Casada há 22 anos com o também agricultor Clodoaldo Olimpo Sobreira, Sônia recorda a labuta exaustiva do casal no dia a dia. Ambos estudaram até a quarta série do ensino fundamental e sonham com um futuro melhor para os filhos, atualmente, com 4, 6, 16 e 20 anos de idade, respectivamente.A mudança de vida teve início há 11 anos, quando Sônia soube pela televisão do programa Bolsa Família e começou a acessar o benefício. O recurso do programa tem ajudado na compra de alimentos, roupas, transporte e material escolar para os filhos.
“Antes, a gente não tinha oportunidade de nada. Meu sonho é ver meus filhos estudando e bem de vida, com emprego, para não sofrer tanto como a gente sofreu”, afirma. E este sonho está se tornando realidade. A filha mais velha dos agricultores, Dayane Nascimento Sobreira, será a primeira pessoa da família a concluir o ensino superior.
Por meio do Sistema de Seleção Unificada (Sisu), a jovem ingressou na Universidade Federal da Paraíba (UFPB), onde se formará em História no final do ano e fará pós-graduação. “Hoje, o filho do pobre consegue ser doutor. Meu maior sonho é ter um diploma de doutorado e ser professora em uma instituição federal. Quero contribuir para um país melhor”, conta a estudante.
Retomada da esperança – Realidades como a da família de Sônia foram registradas de perto pelo cineasta Sérgio Machado. Ele dirigiu o filme “Cidade Baixa” e participou da produção, entre 1996 e 2001, de outros como “Central do Brasil” e “Abril Despedaçado”, de Walter Sales. Em 2012, junto ao diretor Fernando Coimbra, Machado iniciou a produção do documentário “Aqui deste Lugar”, sobre os brasileiros e brasileiras beneficiados pelo programa Bolsa Família. A obra tem lançamento previsto para o início de 2015.

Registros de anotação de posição
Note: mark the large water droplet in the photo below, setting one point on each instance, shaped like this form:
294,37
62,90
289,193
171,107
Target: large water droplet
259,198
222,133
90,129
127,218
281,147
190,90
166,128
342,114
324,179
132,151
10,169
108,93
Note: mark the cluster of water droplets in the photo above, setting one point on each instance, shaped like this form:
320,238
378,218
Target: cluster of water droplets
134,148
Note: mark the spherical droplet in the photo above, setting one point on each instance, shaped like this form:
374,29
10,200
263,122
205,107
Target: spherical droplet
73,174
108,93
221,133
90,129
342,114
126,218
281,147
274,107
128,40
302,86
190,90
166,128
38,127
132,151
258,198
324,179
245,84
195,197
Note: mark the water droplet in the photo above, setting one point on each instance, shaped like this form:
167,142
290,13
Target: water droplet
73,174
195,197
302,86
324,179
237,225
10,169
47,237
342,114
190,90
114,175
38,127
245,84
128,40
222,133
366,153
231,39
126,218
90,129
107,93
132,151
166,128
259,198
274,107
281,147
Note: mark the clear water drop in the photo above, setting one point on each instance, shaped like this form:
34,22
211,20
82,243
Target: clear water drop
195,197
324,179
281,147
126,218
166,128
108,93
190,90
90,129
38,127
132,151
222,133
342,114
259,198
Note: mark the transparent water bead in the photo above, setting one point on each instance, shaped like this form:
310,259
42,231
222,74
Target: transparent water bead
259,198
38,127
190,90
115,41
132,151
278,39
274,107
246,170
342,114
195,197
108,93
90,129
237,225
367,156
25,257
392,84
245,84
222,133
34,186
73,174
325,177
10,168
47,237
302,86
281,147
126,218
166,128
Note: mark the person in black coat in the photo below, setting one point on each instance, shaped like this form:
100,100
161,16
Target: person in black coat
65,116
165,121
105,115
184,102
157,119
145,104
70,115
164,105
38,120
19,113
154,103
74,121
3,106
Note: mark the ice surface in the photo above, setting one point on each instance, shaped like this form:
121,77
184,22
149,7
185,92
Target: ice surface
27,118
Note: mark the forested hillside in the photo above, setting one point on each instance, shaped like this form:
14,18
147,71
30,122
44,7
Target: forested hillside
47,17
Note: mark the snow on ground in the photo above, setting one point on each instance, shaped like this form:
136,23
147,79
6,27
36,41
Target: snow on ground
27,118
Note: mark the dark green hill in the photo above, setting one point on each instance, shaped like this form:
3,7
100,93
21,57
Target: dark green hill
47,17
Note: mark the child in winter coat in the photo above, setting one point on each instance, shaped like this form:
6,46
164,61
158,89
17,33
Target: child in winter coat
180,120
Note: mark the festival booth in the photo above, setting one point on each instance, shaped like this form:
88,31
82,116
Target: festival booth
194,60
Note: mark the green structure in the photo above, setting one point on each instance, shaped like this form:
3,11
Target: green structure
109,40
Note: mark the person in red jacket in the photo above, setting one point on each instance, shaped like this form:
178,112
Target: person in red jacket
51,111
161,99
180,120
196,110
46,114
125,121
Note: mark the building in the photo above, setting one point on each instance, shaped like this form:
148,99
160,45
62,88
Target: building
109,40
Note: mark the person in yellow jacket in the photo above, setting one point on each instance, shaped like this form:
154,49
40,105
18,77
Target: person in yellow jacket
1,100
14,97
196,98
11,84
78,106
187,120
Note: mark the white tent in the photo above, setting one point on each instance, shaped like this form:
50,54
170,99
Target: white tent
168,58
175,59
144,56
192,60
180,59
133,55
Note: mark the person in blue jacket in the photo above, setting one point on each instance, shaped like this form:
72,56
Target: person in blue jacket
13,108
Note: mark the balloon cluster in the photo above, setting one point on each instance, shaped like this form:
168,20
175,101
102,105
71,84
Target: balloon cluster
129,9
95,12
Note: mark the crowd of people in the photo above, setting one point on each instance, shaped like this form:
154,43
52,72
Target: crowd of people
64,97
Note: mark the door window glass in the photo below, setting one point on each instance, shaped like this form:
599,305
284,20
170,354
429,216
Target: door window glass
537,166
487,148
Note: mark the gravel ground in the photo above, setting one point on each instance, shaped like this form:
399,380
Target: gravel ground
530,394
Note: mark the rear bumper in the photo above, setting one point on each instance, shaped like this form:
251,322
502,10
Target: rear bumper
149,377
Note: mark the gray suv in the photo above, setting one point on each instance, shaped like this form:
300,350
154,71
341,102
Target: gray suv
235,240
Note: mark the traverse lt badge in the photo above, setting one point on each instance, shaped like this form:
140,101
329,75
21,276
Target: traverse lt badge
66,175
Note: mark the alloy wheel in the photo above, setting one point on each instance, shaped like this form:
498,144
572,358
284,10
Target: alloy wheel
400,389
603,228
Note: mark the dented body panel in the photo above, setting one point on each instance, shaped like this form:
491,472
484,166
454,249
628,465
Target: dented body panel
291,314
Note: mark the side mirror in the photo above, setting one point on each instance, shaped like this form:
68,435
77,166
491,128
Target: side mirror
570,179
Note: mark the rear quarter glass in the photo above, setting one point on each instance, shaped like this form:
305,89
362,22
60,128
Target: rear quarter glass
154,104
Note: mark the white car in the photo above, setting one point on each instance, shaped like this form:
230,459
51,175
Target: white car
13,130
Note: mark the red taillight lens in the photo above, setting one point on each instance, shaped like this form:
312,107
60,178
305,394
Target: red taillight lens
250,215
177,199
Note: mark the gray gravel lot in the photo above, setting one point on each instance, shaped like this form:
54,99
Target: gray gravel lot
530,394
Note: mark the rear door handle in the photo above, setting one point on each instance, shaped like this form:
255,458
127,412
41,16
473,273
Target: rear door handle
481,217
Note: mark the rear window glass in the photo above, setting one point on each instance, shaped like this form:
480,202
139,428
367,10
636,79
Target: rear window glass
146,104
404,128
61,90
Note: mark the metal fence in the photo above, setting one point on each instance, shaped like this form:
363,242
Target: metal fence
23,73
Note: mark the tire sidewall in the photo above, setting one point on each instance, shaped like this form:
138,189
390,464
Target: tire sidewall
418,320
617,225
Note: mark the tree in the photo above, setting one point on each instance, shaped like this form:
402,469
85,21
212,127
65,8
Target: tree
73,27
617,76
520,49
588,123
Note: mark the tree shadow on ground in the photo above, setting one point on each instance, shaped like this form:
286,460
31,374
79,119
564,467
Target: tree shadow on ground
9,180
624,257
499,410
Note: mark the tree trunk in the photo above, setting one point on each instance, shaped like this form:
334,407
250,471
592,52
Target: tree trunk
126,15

EXERCÍCIO ESCRITO 1 -
Liste todos os títulos de filmes, incluindo documentários, citados no texto sobre o programa Bolsa Família.
EXERCÍCIO ESCRITO 2 -
Localize nos registros cada linha que contém a palavra "handle" e copie todas elas.
O texto e os registros são materiais independentes, sem relação entre si.

RESPOSTA CORRETA 1 -
"Cidade Baixa", "Central do Brasil", "Abril Despedaçado" e "Aqui deste Lugar".

RESPOSTA CORRETA 2 -
Note: mark the rear door handle in the photo above, setting one point on each instance, shaped like this form:
Target: rear door handle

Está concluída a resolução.